> [Brief]: Restate, word for word and with nothing added, the lines from the one containing "Phrase: picture frame" through the last line of the material below.

> [Data]:
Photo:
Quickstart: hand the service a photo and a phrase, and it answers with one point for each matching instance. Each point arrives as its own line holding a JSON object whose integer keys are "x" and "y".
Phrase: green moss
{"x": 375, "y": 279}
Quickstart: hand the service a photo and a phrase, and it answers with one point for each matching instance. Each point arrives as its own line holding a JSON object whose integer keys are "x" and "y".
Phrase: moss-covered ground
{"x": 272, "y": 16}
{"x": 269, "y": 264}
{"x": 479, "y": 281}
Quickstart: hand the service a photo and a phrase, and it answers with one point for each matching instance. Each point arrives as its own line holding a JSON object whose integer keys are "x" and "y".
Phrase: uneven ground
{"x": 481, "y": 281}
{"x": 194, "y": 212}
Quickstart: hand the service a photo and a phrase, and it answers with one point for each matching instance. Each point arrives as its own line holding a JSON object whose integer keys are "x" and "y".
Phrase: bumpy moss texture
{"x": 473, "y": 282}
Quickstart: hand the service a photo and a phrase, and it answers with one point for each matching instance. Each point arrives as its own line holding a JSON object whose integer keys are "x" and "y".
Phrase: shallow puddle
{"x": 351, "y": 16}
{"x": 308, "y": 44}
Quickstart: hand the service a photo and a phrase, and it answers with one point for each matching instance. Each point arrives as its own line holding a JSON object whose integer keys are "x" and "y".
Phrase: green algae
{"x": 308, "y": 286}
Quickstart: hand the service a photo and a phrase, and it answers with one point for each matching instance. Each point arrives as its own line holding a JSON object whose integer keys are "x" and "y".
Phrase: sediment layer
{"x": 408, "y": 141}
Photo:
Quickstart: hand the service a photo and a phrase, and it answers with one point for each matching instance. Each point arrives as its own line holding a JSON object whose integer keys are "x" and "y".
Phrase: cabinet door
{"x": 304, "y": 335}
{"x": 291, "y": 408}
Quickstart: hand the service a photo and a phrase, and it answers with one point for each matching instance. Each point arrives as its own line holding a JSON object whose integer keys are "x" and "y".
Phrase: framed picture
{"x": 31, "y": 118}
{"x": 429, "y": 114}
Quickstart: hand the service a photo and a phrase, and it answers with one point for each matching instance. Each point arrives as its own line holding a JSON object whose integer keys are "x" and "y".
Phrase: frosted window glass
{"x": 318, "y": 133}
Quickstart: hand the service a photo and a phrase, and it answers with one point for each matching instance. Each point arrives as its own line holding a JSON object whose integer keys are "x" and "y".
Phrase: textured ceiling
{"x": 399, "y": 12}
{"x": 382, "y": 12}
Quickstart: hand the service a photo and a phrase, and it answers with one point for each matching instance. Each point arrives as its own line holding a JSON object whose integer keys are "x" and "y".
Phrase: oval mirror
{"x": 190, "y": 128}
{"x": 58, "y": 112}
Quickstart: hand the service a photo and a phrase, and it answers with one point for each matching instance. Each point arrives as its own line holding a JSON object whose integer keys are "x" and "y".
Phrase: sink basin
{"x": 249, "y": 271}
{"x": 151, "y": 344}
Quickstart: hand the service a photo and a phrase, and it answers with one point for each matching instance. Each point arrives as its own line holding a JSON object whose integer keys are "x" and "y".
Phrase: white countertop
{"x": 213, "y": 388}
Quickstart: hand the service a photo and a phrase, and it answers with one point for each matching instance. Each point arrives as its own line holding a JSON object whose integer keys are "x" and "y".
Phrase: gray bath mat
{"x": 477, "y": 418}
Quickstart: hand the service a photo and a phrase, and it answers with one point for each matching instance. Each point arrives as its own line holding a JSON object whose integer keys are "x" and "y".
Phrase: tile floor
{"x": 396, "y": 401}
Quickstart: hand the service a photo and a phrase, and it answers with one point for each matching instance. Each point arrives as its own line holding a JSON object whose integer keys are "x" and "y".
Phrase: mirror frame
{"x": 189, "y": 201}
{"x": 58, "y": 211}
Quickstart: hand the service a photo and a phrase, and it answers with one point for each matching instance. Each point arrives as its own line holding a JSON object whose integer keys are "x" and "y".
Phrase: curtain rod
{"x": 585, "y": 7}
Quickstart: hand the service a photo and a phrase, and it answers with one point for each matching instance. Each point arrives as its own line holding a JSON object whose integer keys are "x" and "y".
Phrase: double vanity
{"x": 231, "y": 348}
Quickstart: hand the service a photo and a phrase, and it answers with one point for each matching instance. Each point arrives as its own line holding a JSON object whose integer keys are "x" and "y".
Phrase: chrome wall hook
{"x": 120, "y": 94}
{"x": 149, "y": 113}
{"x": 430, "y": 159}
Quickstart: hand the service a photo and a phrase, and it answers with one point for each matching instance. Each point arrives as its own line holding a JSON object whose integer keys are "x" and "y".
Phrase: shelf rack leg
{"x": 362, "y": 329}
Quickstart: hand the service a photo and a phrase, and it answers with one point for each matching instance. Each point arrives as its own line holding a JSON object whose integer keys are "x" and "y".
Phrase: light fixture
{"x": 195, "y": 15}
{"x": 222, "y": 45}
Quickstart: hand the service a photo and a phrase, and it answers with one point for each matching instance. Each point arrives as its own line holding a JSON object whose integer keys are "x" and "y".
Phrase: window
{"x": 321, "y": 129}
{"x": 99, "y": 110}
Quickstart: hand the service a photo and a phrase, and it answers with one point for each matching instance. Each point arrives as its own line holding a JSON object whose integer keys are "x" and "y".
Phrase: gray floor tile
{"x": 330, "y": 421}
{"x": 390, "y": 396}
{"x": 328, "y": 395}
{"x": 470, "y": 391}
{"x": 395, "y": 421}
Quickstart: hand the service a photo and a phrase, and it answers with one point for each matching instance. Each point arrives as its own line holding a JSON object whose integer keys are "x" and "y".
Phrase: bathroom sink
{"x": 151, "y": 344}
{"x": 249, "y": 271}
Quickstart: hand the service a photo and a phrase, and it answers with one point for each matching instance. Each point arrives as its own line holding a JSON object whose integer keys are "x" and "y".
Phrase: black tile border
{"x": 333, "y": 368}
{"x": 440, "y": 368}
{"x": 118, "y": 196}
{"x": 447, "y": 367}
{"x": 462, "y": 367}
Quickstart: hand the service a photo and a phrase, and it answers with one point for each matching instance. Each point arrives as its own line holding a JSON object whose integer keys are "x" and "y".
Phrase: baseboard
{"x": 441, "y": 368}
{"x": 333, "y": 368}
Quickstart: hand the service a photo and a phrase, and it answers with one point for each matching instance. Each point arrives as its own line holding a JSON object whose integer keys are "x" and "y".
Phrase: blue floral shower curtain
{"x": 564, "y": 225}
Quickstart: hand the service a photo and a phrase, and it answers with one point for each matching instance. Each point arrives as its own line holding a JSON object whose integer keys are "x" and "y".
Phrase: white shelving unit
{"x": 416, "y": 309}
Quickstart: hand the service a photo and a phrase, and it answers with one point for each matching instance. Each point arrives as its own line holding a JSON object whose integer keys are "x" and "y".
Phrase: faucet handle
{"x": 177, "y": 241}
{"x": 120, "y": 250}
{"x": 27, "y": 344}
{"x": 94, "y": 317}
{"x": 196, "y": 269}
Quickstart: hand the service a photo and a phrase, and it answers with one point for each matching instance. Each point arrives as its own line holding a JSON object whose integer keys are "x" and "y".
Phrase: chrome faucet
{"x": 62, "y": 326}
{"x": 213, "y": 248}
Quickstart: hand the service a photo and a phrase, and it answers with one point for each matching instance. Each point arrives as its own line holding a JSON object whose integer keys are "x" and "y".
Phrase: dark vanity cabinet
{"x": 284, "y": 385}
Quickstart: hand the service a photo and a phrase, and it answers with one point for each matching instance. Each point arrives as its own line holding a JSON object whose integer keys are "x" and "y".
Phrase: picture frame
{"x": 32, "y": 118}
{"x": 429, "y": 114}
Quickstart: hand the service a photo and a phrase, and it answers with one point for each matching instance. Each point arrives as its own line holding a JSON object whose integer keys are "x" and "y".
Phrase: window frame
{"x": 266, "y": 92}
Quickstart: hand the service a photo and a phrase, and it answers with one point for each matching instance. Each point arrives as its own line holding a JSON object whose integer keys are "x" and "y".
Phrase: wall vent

> [Expected answer]:
Phrase: picture frame
{"x": 32, "y": 118}
{"x": 429, "y": 114}
Quickstart: hand the service a photo and a phrase, and it answers with one point for each matching instance. Each point arrives as its own line holding a JSON object whose integer keys are "x" and "y".
Phrase: window frame
{"x": 266, "y": 92}
Quickstart: hand the service a photo and a phrase, and it answers with one point for each matching instance. Each point arrives as its own line holding a JSON object whose integer keys are "x" and "y".
Phrase: wall vent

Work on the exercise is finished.